DIRECTIVE 1
Return each line of the records below that contains the string "plaid". Case counts, so match it exactly.

GIVEN TEXT
********
Remedy for Unjust Enrichment
[46] Evan claims a constructive trust in Adelaide. This assumes that unjust enrichment has been established in this case, which it has not. Evan has not established that a constructive trust remedy would be appropriate, even if he got to the remedy stage. A finding of unjust enrichment does not necessarily imply that there is a constructive trust. The first remedy to consider is a monetary award: see Kerr, at para. 47.
[47] Evan has provided no evidence to support the contributions that he claims to have made to Adelaide and how they impacted its value. There is no direct evidence for the Court to measure the value of the benefits conferred on Sara by Evan. Because the Court cannot make this assessment, neither the constructive trust nor the monetary remedies are available to Evan: see Kerr, at para. 53.
[48] Evan claims the remedy of joint family venture. He argues that the contributions he made to the home were for the purposes of the parties’ joint accumulation of wealth over the duration of the relationship.
[49] A joint family venture is one of the available remedies where there has been a finding of unjust enrichment. Some courts have held it to be a consideration in the determination of unjust enrichment, but the more accepted approach, based on the framework outlined by the Supreme Court in Kerr, is that it is an available remedy when there has been a finding of unjust enrichment: Kyriacou v. Zikos, 2021 ONSC 7589 at para. 122.
[50] Whether there was a joint family venture, is a question of fact and may be assessed by having regard to all of the relevant circumstances, including factors relating to (a) mutual effort, (b) economic integration, (c) actual intent, and (d) priority of the family: see Kerr, at para. 89.
[51] I have found that Evan has not met the onus of proving unjust enrichment. He is not entitled to a remedy of joint family venture. Because this is a motion for summary judgment, I will examine the relevant facts and apply them to the four factors for joint family venture set out in Kerr to determine if the claim raises a genuine issue for trial.
Were the parties exerting a mutual effort?
[52] The parties lived together in Adelaide from February, 2020 to June, 2020, about four months. Sara purchased the home from Evan in March, 2020 for more than the appraised value.
[53] Even during the short period of cohabitation, there is no evidence that the parties worked together to preserve and grow the asset of the home. I find that there was no mutual effort.
Were the parties economically integrated?
[54] The parties had no joint bank accounts. They did not pool their incomes to pay for the carrying costs of the home or their joint expenses.
[55] I find that the parties were not economically integrated.
Was there actual intent to be domestic and economic partners?
[56] The parties had a short relationship. They were each employed throughout. They did not have joint funds. They did not support one another financially except for the period after separation when Sara paid to carry Adelaide while Evan resided there without her consent.
[57] Sara agreed to buy Adelaide to prevent Evan from losing it to foreclosure. Three months later the parties separated. Thereafter, Sara tried to move Evan out of the home so she could sell it and realize the equity. He refused. There is no evidence that Sara intended the home to be a shared asset.
[58] I do not find that the parties intended to be domestic and economic partners.
Was Family Prioritized?
[59] The parties were in a relationship for about one year. They had no children. Sara denies that she stood in the place of a parent to Evan’s children from a prior relationship. There is no evidence that she did so.
********
Excerpts from point annotation data
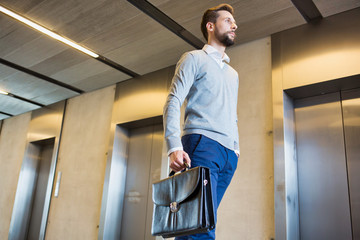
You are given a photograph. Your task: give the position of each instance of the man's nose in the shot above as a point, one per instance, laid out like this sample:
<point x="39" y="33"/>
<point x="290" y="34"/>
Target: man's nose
<point x="233" y="26"/>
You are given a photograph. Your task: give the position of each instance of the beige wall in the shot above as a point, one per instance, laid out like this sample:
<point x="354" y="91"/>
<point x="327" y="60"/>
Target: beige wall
<point x="12" y="148"/>
<point x="75" y="214"/>
<point x="247" y="209"/>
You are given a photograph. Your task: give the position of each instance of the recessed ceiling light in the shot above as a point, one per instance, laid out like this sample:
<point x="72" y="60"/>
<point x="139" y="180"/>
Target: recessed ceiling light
<point x="47" y="31"/>
<point x="2" y="92"/>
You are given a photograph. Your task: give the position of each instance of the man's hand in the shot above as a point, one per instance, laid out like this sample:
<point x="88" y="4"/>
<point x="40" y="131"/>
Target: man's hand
<point x="177" y="159"/>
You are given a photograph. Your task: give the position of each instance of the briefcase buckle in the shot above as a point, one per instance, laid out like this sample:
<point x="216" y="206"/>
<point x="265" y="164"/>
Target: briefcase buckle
<point x="174" y="207"/>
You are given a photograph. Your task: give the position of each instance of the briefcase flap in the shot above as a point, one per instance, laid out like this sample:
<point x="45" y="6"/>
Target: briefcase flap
<point x="169" y="190"/>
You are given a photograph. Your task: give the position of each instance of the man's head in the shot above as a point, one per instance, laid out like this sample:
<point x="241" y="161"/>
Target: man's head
<point x="219" y="20"/>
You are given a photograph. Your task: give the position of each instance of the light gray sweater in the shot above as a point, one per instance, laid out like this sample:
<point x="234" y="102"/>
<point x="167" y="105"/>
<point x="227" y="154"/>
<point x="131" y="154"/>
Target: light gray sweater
<point x="211" y="97"/>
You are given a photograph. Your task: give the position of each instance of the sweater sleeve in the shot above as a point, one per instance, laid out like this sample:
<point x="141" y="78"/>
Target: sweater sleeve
<point x="181" y="83"/>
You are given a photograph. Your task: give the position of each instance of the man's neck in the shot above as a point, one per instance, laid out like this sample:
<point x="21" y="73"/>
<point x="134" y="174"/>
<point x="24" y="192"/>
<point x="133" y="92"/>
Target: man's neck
<point x="218" y="46"/>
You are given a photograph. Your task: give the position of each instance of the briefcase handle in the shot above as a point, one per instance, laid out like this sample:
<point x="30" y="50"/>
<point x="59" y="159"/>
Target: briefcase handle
<point x="172" y="173"/>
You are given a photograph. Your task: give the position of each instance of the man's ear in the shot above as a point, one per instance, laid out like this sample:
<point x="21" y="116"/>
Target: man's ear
<point x="210" y="26"/>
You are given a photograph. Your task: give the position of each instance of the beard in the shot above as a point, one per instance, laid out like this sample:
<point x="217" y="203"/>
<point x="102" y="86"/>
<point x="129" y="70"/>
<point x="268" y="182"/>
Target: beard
<point x="224" y="38"/>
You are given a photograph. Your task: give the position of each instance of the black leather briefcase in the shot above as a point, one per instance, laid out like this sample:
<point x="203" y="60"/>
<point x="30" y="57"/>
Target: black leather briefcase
<point x="183" y="204"/>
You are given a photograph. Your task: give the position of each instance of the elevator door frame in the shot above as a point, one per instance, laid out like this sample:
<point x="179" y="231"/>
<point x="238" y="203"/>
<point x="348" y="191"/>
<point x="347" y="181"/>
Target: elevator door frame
<point x="116" y="167"/>
<point x="324" y="209"/>
<point x="45" y="125"/>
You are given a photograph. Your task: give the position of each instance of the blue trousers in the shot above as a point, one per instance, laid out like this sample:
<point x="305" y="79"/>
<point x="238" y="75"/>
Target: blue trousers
<point x="222" y="162"/>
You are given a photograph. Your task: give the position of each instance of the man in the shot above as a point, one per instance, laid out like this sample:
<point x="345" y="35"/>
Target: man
<point x="209" y="86"/>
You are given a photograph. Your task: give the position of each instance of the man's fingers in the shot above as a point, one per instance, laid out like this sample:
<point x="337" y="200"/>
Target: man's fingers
<point x="187" y="159"/>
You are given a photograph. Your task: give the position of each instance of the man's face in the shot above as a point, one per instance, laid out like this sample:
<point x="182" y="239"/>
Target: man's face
<point x="225" y="27"/>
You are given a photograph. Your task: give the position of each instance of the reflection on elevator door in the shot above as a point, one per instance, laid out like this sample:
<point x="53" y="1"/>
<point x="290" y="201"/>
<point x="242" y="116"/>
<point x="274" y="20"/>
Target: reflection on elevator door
<point x="31" y="192"/>
<point x="143" y="168"/>
<point x="328" y="195"/>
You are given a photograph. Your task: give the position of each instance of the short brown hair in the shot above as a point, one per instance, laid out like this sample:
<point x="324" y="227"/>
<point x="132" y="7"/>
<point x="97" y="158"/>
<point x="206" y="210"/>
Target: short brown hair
<point x="211" y="15"/>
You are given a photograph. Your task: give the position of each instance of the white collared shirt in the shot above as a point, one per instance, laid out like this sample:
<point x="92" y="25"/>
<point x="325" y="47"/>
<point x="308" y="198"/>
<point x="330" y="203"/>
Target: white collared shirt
<point x="216" y="55"/>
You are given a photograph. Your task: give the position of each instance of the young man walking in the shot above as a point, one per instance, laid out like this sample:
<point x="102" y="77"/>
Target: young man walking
<point x="209" y="87"/>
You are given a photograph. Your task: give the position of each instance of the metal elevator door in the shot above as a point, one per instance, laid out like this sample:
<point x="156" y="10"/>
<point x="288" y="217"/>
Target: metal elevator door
<point x="327" y="142"/>
<point x="143" y="168"/>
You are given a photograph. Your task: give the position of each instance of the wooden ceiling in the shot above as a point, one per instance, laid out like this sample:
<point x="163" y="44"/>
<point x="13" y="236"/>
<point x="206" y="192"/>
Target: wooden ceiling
<point x="37" y="68"/>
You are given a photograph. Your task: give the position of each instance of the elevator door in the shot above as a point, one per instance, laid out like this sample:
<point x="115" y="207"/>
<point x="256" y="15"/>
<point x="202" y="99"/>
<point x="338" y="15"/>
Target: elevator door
<point x="328" y="189"/>
<point x="143" y="168"/>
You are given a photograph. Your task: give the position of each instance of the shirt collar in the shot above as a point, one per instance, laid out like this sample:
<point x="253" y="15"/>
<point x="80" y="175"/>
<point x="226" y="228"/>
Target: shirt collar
<point x="210" y="50"/>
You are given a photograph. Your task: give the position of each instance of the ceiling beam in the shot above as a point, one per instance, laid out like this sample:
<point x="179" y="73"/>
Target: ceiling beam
<point x="40" y="76"/>
<point x="307" y="9"/>
<point x="7" y="114"/>
<point x="167" y="22"/>
<point x="25" y="100"/>
<point x="116" y="66"/>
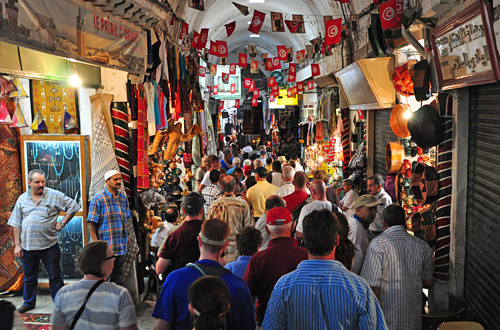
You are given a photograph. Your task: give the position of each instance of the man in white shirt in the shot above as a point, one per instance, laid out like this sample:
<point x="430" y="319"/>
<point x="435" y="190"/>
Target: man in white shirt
<point x="287" y="187"/>
<point x="350" y="196"/>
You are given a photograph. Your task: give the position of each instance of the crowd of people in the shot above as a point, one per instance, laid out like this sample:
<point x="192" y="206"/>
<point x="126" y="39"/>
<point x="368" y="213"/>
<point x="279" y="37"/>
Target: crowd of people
<point x="254" y="246"/>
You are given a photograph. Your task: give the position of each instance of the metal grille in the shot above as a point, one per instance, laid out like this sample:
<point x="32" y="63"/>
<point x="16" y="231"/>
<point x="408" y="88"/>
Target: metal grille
<point x="482" y="263"/>
<point x="383" y="135"/>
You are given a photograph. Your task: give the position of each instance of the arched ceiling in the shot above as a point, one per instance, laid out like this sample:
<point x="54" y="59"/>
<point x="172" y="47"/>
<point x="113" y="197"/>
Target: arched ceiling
<point x="220" y="12"/>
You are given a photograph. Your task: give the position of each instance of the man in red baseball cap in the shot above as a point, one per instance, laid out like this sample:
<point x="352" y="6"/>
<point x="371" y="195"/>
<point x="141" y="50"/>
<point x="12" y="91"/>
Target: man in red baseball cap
<point x="281" y="257"/>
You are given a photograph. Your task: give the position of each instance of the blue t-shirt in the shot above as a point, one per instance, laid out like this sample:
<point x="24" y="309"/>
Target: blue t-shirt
<point x="239" y="266"/>
<point x="172" y="303"/>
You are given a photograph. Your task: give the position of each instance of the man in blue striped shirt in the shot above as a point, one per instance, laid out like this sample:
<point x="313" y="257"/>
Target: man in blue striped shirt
<point x="397" y="266"/>
<point x="107" y="219"/>
<point x="34" y="219"/>
<point x="322" y="293"/>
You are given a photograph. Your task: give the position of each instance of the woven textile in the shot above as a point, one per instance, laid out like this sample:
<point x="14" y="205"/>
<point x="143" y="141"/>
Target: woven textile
<point x="103" y="154"/>
<point x="142" y="154"/>
<point x="122" y="141"/>
<point x="443" y="210"/>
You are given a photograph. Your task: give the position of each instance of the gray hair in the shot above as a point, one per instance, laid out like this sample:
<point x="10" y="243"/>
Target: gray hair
<point x="288" y="172"/>
<point x="35" y="171"/>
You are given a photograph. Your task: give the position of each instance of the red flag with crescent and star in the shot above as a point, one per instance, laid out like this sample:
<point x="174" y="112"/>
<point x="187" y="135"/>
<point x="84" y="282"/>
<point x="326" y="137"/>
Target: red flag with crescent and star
<point x="230" y="28"/>
<point x="257" y="21"/>
<point x="333" y="30"/>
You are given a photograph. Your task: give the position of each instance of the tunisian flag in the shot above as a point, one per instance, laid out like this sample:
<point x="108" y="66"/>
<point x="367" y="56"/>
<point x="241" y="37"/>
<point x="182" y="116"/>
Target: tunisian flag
<point x="390" y="17"/>
<point x="230" y="28"/>
<point x="257" y="21"/>
<point x="242" y="60"/>
<point x="333" y="30"/>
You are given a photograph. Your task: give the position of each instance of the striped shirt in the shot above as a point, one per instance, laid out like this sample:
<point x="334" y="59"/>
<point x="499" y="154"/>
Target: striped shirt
<point x="37" y="221"/>
<point x="210" y="193"/>
<point x="397" y="263"/>
<point x="109" y="307"/>
<point x="111" y="215"/>
<point x="323" y="294"/>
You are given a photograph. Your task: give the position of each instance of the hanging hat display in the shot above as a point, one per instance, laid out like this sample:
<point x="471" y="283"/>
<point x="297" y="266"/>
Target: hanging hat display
<point x="38" y="125"/>
<point x="425" y="127"/>
<point x="69" y="123"/>
<point x="4" y="114"/>
<point x="20" y="92"/>
<point x="399" y="123"/>
<point x="18" y="119"/>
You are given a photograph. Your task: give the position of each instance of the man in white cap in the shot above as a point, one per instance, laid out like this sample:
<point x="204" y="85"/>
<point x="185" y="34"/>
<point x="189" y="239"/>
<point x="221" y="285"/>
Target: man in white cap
<point x="107" y="219"/>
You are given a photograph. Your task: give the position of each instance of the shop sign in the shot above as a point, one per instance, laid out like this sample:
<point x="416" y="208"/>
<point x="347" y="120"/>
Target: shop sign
<point x="62" y="28"/>
<point x="464" y="49"/>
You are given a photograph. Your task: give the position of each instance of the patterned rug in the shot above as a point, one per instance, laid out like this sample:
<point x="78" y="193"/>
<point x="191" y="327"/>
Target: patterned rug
<point x="36" y="321"/>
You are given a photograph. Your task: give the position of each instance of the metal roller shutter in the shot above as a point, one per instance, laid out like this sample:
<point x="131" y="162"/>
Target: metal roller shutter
<point x="383" y="135"/>
<point x="482" y="261"/>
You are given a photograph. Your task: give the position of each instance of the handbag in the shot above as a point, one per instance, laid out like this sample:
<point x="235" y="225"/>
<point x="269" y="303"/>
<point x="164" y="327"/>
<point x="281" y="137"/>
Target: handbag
<point x="80" y="311"/>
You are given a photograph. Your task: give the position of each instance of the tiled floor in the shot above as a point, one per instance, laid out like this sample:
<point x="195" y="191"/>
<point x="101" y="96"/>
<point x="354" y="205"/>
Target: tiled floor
<point x="44" y="305"/>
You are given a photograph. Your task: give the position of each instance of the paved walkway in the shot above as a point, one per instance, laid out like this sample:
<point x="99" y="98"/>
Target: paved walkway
<point x="44" y="305"/>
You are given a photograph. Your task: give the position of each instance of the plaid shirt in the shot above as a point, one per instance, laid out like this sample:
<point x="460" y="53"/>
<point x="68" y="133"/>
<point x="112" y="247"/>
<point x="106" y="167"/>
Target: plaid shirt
<point x="210" y="194"/>
<point x="110" y="214"/>
<point x="37" y="221"/>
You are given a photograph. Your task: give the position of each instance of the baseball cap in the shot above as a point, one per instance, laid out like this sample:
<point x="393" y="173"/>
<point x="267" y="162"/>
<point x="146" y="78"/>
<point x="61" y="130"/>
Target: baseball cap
<point x="366" y="200"/>
<point x="109" y="174"/>
<point x="261" y="172"/>
<point x="193" y="201"/>
<point x="278" y="216"/>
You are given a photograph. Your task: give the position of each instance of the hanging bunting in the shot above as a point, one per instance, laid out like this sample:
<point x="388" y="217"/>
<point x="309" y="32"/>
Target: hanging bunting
<point x="202" y="71"/>
<point x="198" y="5"/>
<point x="271" y="81"/>
<point x="276" y="63"/>
<point x="184" y="30"/>
<point x="389" y="16"/>
<point x="214" y="50"/>
<point x="243" y="9"/>
<point x="289" y="55"/>
<point x="292" y="25"/>
<point x="254" y="67"/>
<point x="247" y="82"/>
<point x="257" y="21"/>
<point x="300" y="86"/>
<point x="315" y="70"/>
<point x="252" y="51"/>
<point x="281" y="50"/>
<point x="203" y="38"/>
<point x="269" y="64"/>
<point x="222" y="48"/>
<point x="230" y="27"/>
<point x="196" y="40"/>
<point x="232" y="68"/>
<point x="333" y="30"/>
<point x="242" y="60"/>
<point x="277" y="22"/>
<point x="4" y="114"/>
<point x="301" y="54"/>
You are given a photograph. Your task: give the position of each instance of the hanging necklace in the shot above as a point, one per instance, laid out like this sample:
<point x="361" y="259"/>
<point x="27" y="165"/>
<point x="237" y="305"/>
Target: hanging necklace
<point x="61" y="169"/>
<point x="64" y="152"/>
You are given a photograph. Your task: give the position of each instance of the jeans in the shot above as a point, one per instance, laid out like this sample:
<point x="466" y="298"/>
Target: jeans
<point x="31" y="260"/>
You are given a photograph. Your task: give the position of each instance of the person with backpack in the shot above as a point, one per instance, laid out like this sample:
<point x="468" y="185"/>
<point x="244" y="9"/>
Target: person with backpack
<point x="171" y="309"/>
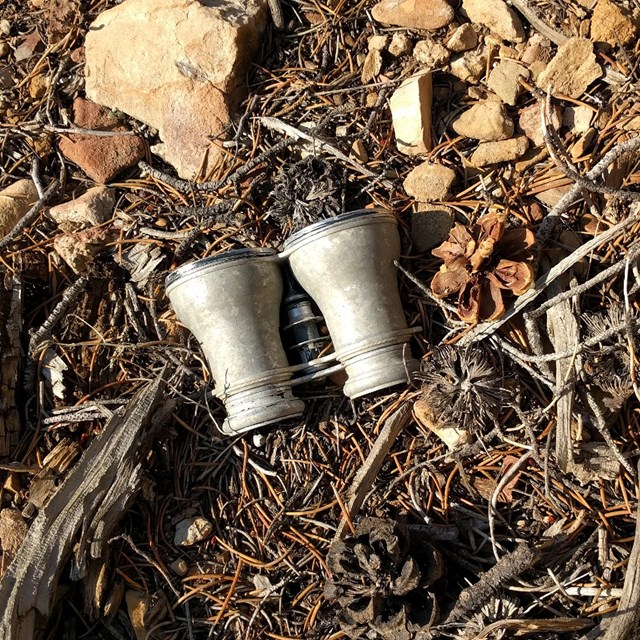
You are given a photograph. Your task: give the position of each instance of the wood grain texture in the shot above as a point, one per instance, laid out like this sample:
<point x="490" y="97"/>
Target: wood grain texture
<point x="88" y="503"/>
<point x="10" y="325"/>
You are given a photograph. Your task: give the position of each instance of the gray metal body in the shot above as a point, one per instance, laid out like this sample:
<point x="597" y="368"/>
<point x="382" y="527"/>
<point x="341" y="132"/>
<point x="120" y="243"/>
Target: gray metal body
<point x="231" y="304"/>
<point x="346" y="264"/>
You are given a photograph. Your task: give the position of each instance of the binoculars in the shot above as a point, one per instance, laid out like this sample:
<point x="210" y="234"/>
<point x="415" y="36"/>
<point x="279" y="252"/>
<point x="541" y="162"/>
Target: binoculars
<point x="233" y="304"/>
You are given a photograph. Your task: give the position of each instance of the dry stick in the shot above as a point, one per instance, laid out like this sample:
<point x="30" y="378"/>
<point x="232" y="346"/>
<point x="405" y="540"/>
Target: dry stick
<point x="626" y="620"/>
<point x="493" y="505"/>
<point x="68" y="296"/>
<point x="30" y="216"/>
<point x="487" y="329"/>
<point x="554" y="146"/>
<point x="277" y="125"/>
<point x="585" y="286"/>
<point x="552" y="218"/>
<point x="187" y="185"/>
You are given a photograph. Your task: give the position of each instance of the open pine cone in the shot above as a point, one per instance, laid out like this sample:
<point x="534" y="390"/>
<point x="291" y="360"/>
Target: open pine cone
<point x="382" y="590"/>
<point x="482" y="263"/>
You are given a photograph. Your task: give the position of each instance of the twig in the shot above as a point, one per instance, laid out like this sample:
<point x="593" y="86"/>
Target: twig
<point x="75" y="129"/>
<point x="30" y="216"/>
<point x="187" y="185"/>
<point x="277" y="125"/>
<point x="538" y="24"/>
<point x="486" y="329"/>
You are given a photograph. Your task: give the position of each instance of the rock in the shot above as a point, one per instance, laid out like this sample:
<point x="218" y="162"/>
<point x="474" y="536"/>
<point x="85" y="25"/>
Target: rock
<point x="6" y="77"/>
<point x="430" y="225"/>
<point x="428" y="182"/>
<point x="101" y="158"/>
<point x="191" y="531"/>
<point x="411" y="112"/>
<point x="582" y="144"/>
<point x="536" y="55"/>
<point x="359" y="152"/>
<point x="372" y="66"/>
<point x="15" y="201"/>
<point x="139" y="608"/>
<point x="13" y="531"/>
<point x="89" y="210"/>
<point x="502" y="151"/>
<point x="611" y="25"/>
<point x="530" y="122"/>
<point x="463" y="38"/>
<point x="537" y="49"/>
<point x="79" y="249"/>
<point x="179" y="567"/>
<point x="38" y="86"/>
<point x="400" y="45"/>
<point x="176" y="65"/>
<point x="469" y="67"/>
<point x="504" y="80"/>
<point x="28" y="46"/>
<point x="487" y="121"/>
<point x="531" y="157"/>
<point x="414" y="14"/>
<point x="578" y="118"/>
<point x="497" y="16"/>
<point x="572" y="69"/>
<point x="430" y="54"/>
<point x="378" y="43"/>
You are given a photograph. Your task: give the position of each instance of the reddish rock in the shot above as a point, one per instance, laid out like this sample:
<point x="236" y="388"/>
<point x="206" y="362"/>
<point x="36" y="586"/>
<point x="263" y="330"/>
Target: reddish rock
<point x="101" y="158"/>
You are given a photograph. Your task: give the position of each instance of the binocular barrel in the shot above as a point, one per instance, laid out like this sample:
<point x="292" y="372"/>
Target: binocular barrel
<point x="232" y="304"/>
<point x="346" y="265"/>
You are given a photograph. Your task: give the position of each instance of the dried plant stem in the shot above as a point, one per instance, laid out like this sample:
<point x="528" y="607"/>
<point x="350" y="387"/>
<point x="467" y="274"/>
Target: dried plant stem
<point x="486" y="329"/>
<point x="31" y="215"/>
<point x="187" y="185"/>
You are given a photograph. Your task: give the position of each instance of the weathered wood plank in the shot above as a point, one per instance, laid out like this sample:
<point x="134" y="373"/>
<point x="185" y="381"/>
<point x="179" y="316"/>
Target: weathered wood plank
<point x="93" y="496"/>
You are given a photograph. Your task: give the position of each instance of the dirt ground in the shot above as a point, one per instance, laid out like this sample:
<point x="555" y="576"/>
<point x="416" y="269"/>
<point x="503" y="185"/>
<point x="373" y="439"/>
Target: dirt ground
<point x="535" y="506"/>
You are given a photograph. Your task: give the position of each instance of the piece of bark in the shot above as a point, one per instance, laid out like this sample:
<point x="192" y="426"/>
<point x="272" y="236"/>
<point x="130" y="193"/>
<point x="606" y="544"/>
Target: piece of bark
<point x="564" y="332"/>
<point x="365" y="477"/>
<point x="510" y="566"/>
<point x="90" y="501"/>
<point x="10" y="325"/>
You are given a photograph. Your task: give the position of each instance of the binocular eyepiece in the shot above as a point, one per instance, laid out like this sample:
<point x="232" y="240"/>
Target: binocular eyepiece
<point x="233" y="304"/>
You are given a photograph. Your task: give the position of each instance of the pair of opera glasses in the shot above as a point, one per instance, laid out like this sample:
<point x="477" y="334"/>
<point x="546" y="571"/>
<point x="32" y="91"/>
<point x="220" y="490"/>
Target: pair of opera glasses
<point x="233" y="303"/>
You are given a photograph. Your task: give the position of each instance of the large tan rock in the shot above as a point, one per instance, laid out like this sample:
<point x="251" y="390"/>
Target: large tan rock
<point x="611" y="25"/>
<point x="411" y="112"/>
<point x="572" y="69"/>
<point x="428" y="182"/>
<point x="497" y="16"/>
<point x="102" y="158"/>
<point x="15" y="201"/>
<point x="414" y="14"/>
<point x="530" y="121"/>
<point x="487" y="121"/>
<point x="176" y="65"/>
<point x="469" y="67"/>
<point x="430" y="225"/>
********
DIRECTIVE 2
In the ruling on unjust enrichment above, what is the first remedy to consider?

CORRECT RESPONSE 1
You are given a photograph. Your task: give the position of each instance of the plaid shirt in the shot above as a point, one per instance, laid out like this sample:
Target: plaid shirt

CORRECT RESPONSE 2
A monetary award.